→ WORK TO BE COMPLETED
From the climate article below, output verbatim the part that opens with the words containing "Gambella Mango" and closes with "in those places.".

It is About Time: Ask What You Will Do for the Climate

By Berhe W. Aregay

March 1, 2006 (Addis Ababa ) - Environmentalists and scientists the world over have convinced themselves by now that global warming will remain the nemesis of our climate from now till judgment come. Convincing the politicians and the captains of industry of the imminent dangers of the warming of our Planet, however, has been an uphill battle for environmentalists in a number of countries including in the west.

Gambella Mango

Doing something concrete about it has been even more deceptive. Greenland and Iceland, where nature seems to mint its glaciers and ice, maybe melting uncharacteristically under our noses, but politicians and scientists, in most instances, don't see eye to eye on the causes. Skeptics like to argue that natural processes, not man-induced green house gases, are exaggerating the melting of the ice in those places.

Unlike today, environmentalists and conservationists in the developed world some decades back claimed a string of victories.

Back then the issues were relatively straightforward: soil erosion, deforestation, clean air and water, eco-system conservation and the like.

→ DATA
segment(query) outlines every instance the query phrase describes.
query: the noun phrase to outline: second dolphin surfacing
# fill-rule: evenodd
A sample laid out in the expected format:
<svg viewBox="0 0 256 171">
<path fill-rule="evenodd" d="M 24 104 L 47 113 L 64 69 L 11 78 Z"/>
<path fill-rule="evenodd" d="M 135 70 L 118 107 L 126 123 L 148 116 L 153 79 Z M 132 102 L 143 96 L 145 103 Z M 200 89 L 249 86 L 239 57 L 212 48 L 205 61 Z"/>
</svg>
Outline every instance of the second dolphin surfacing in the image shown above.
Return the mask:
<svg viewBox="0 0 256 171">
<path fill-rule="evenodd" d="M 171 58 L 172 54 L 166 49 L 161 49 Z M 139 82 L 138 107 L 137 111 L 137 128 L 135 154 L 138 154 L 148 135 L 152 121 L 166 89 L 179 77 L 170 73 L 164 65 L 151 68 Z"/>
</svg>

→ TASK RESPONSE
Gambella Mango

Doing something concrete about it has been even more deceptive. Greenland and Iceland, where nature seems to mint its glaciers and ice, maybe melting uncharacteristically under our noses, but politicians and scientists, in most instances, don't see eye to eye on the causes. Skeptics like to argue that natural processes, not man-induced green house gases, are exaggerating the melting of the ice in those places.